(Assignment) Go through the entries below and print each one exactly, leaving out pictures.

(Dataset excerpts)

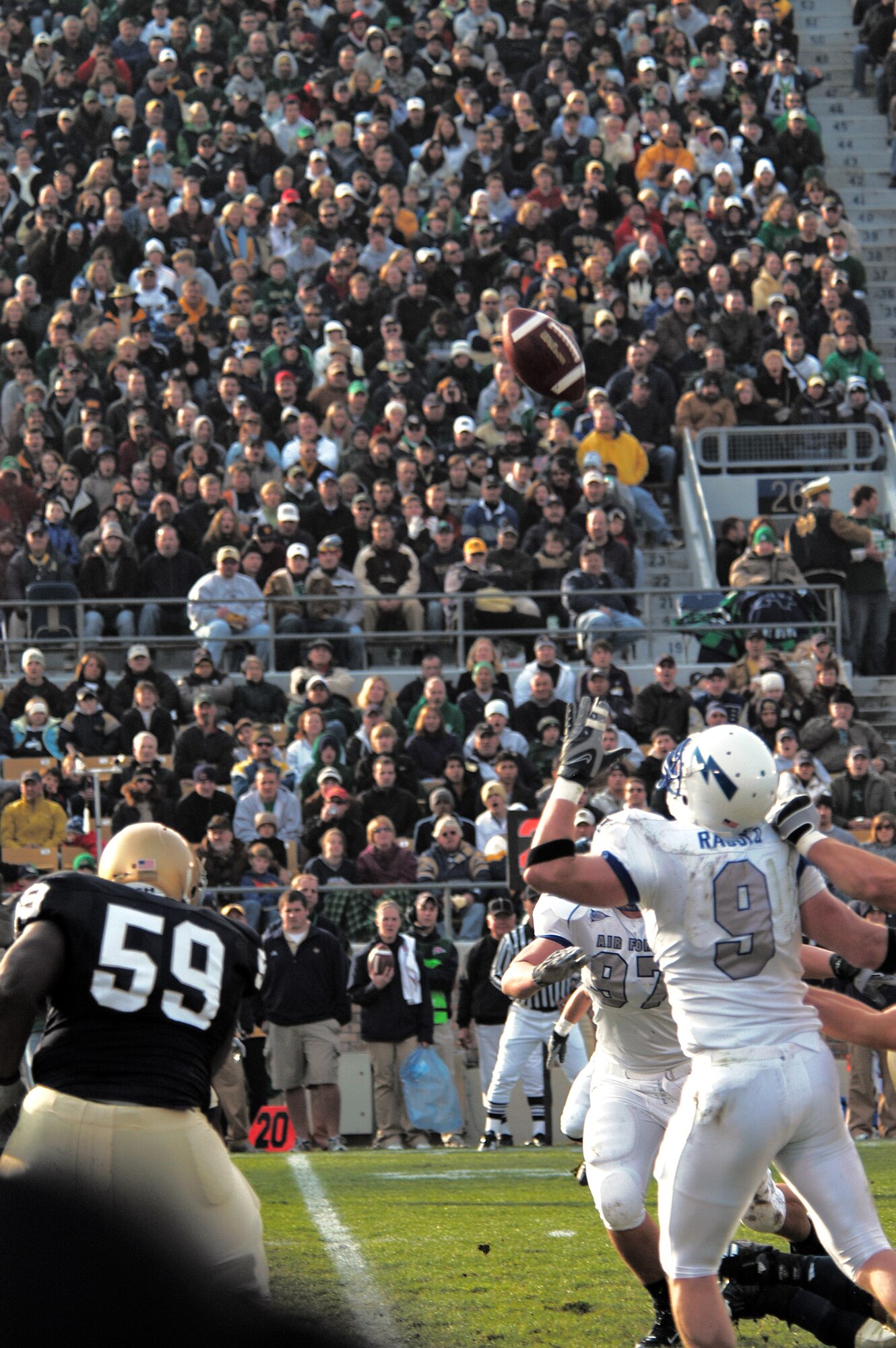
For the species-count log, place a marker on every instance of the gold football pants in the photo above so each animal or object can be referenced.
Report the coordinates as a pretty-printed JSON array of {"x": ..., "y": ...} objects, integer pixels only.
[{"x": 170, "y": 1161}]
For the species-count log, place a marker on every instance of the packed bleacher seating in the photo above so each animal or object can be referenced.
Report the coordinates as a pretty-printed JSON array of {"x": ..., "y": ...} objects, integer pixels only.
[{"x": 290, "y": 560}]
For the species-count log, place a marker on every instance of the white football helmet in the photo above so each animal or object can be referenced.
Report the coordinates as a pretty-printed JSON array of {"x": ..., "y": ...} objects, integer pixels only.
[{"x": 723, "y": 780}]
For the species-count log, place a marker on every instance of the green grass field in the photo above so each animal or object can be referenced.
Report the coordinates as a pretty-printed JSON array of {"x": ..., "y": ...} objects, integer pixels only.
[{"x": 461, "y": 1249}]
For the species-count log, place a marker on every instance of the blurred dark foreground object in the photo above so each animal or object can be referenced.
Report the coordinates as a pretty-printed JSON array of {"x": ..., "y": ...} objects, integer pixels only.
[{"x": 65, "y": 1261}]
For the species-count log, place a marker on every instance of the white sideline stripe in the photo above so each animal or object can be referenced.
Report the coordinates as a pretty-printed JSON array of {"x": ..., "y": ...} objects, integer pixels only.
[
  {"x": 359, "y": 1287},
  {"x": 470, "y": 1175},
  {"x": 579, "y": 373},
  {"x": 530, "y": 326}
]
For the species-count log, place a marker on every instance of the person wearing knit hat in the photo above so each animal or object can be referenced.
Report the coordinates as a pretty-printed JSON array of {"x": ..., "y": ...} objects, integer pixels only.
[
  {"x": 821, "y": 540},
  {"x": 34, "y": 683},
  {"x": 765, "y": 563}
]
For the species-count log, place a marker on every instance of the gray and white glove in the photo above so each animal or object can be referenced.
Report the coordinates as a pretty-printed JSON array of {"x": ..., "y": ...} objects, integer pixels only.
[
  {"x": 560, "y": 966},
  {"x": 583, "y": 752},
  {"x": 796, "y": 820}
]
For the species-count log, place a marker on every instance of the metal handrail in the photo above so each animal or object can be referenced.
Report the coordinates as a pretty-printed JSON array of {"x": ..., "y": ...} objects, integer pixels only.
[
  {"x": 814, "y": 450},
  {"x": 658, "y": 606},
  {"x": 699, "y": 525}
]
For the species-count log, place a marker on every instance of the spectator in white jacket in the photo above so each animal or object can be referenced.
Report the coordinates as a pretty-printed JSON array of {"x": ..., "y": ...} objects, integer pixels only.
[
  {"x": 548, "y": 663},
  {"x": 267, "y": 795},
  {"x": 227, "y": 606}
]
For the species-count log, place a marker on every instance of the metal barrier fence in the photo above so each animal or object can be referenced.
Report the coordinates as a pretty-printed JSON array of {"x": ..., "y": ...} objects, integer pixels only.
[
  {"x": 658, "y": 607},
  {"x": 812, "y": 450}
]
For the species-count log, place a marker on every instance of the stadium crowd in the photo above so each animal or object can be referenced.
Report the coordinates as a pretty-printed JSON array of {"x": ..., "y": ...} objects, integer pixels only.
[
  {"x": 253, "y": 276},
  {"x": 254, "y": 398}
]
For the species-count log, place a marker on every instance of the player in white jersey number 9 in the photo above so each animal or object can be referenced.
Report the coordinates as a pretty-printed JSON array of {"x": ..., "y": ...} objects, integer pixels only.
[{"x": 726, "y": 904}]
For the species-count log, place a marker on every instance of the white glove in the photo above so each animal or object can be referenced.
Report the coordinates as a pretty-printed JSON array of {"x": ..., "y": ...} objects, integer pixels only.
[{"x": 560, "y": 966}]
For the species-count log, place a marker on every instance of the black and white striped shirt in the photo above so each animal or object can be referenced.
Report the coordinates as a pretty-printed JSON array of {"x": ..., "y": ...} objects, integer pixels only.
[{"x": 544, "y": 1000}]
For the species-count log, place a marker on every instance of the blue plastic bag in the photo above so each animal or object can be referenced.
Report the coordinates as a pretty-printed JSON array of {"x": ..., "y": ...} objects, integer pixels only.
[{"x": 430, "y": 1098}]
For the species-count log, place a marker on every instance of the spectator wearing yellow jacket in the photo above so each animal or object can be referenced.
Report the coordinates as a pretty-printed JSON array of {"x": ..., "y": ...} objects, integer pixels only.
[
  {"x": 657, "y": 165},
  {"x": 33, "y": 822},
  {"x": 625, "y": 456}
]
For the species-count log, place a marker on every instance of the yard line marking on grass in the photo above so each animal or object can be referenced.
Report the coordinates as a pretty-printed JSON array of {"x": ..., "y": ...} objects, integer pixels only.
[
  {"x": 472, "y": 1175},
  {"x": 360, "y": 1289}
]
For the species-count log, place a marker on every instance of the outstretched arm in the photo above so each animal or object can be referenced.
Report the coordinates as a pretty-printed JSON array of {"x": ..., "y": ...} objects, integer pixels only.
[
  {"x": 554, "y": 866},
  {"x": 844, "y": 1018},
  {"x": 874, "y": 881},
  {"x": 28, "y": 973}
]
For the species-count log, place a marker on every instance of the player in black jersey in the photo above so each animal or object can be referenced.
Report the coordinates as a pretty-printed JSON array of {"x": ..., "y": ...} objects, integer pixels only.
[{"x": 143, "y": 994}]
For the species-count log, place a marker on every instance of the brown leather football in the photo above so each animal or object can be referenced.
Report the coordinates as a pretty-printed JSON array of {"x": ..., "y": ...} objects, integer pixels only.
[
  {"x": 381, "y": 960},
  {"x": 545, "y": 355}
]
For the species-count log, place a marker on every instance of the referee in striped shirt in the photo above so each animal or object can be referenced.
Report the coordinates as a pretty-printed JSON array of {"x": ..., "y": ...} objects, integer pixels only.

(Result of the exercise)
For the species-count log, place a marker on every instance of the gold football pants in the photo above so each animal or object can be referenced.
Report the coordinates as a pretty-printed JSON array of {"x": ..., "y": ...} objects, integer pixels only.
[{"x": 170, "y": 1161}]
For the species-count log, place a marker on every instance of the packed bleacher seating in the photo above so each animal or object can be referenced.
Report the coordinates as a pretty-printed JSON array of {"x": ..., "y": ...} objects, integer pixels only.
[{"x": 290, "y": 560}]
For the species-count log, place a marker on every instance of the white football helmet in the photo above so each animal or object can be referenced.
Report the coordinates as a pretty-printed JSON array of {"x": ..., "y": ...} objects, integer pixels only.
[{"x": 723, "y": 780}]
For the species-count log, place a marker on every instance of the green grass field in the photo above so each animal or object can be referenced.
Report the coordinates as a pretty-printed JSON array of {"x": ..., "y": ...} objects, integer pixels only.
[{"x": 461, "y": 1249}]
For the species-count log, place a marker on every instance of the blurred dark foreground object in the photo above so each animal or object can be referenced.
Report the coordinates as a pretty-printed JSON array of {"x": ..., "y": ...} objects, integer pixels only.
[{"x": 65, "y": 1261}]
For the species-count log, place a marker on every instance of the white sideline stripe in the photo above so each animal or object can be referenced.
Report the coordinates as a pretty-printed JSON array of {"x": ..., "y": ...} objects, integer pixels only.
[
  {"x": 359, "y": 1287},
  {"x": 470, "y": 1175},
  {"x": 579, "y": 373},
  {"x": 530, "y": 326}
]
For the species-count log, place a marker on every instance of the person wearing knit hat in the photo above so each animal or object can be referenced.
Report the coordinates as a pretty-printed JSON array of {"x": ..., "y": ...} objects, integer pixels only.
[
  {"x": 821, "y": 540},
  {"x": 34, "y": 683},
  {"x": 765, "y": 563}
]
For the species-count log, place a marker on every instance of the gray and white glove in the photo above so each animal or object can be referenced.
Report the coordinates as a pretty-printed JSON array of {"x": ..., "y": ...} objects, integer pixels only.
[
  {"x": 560, "y": 966},
  {"x": 583, "y": 752},
  {"x": 796, "y": 820}
]
For the species-count log, place a marker on every instance of the metal handrail in the photo above so each animal or object can be referenced.
Report the coordinates as a pretty-printed JSON array of {"x": ..., "y": ...} objects, integer pixels only.
[
  {"x": 814, "y": 450},
  {"x": 658, "y": 606},
  {"x": 699, "y": 525}
]
For the species-count log, place a marker on every instance of the spectator in white jacket in the photo above so each animal or object can be referenced.
Report the coordinates as a pretty-printed JSON array of {"x": ..., "y": ...} objects, integer pixels only.
[
  {"x": 548, "y": 663},
  {"x": 267, "y": 795},
  {"x": 227, "y": 606}
]
For the species-count log, place a marker on every instance of the metal barrier fence in the photo above so each animal or object can be referenced.
Report the coordinates as a pretty-printed JSON array of {"x": ..., "y": ...} objects, integer pixels only.
[
  {"x": 658, "y": 607},
  {"x": 812, "y": 450}
]
For the species-count log, place a marker on every instance of the stadium crowd in the photo above so each animal or object can be referenced.
Report the coordinates as a pretty-printed JSON array of {"x": ..., "y": ...} objects, integer pixels only.
[
  {"x": 253, "y": 276},
  {"x": 254, "y": 398}
]
For the species-count log, place a marker on every instance of the player in white jersey number 9 in the photo above so each animal or object can be referenced.
Report the coordinates as a pretty-printed JSON array of {"x": ..., "y": ...} objects, integer pixels only.
[{"x": 726, "y": 904}]
For the species-count log, place a marker on every instance of the white glove in the photo above so each animal or object can be referenced.
Report the coordinates as a pretty-printed JSON array of {"x": ..., "y": ...} objects, integer pixels only.
[{"x": 560, "y": 966}]
For the species-count log, place a marker on every instance of the black and white striped shirt in the photo above so each animal or object can be referenced.
Report the coordinates as a pretty-printed JSON array of {"x": ..., "y": ...} objects, integer pixels only.
[{"x": 544, "y": 1000}]
For the species-count log, place a marker on every instance of the blue plastic bag in the photo above so each animal or object can be referenced.
Report the coordinates as a pretty-printed JSON array of {"x": ..., "y": ...} objects, integer pixels only.
[{"x": 430, "y": 1098}]
For the species-count log, place a marker on every instance of the spectator wearing yellow jacket in the photo above so each animal or object can be referenced.
Report the coordinates as a pretty-printed JSON array of {"x": ..., "y": ...} objects, integer pixels only.
[
  {"x": 657, "y": 165},
  {"x": 33, "y": 822},
  {"x": 625, "y": 456}
]
For the species-count log, place a marker on every instance of the yard line marking on grass in the photo above so each animal or object can be referenced.
Report the coordinates as a pretty-printed JSON array of {"x": ..., "y": ...} objects, integer pixels only.
[
  {"x": 472, "y": 1175},
  {"x": 360, "y": 1289}
]
For the species-count log, place a marker on every instance of the outstretched arm in the photo above so each animal or object can be referenced.
Report the coordinates as a pretty-printed JSON array of {"x": ..., "y": ...} objects, integer pixels only.
[
  {"x": 554, "y": 866},
  {"x": 844, "y": 1018},
  {"x": 874, "y": 881},
  {"x": 28, "y": 973}
]
For the species-count log, place a marker on every instance of the player in black jersey in the photo above so each animal or object can be referenced.
Report the coordinates as a pretty-printed JSON array of {"x": ..., "y": ...} objects, integer pixels only.
[{"x": 143, "y": 994}]
For the species-count log, place a marker on every instance of the brown leather football in the photo above so each animal or object can be referenced.
Report the coordinates as a pretty-printed JSON array of {"x": ..., "y": ...} objects, integer pixels only.
[
  {"x": 381, "y": 960},
  {"x": 545, "y": 355}
]
For the species-count log, place a marker on every instance of the referee in striped shirt in the photo above so each animal or object can be referenced.
Report the coordinates as a pretty-printed JSON array of {"x": ..., "y": ...} objects, integer pixels only.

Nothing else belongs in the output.